■ EXERCISE ■
Count the lines in the items below that contain the string "Target" and give only the number.

-- RECORDS FOR THE TASK start --

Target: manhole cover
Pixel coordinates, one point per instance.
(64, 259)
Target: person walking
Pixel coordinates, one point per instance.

-- RECORDS FOR THE TASK end --
-- RECORDS FOR THE TASK start --

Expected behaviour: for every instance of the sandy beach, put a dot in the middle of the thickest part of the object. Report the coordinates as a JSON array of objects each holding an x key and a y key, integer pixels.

-- RECORDS FOR THE TASK end --

■ ANSWER TO THE TASK ■
2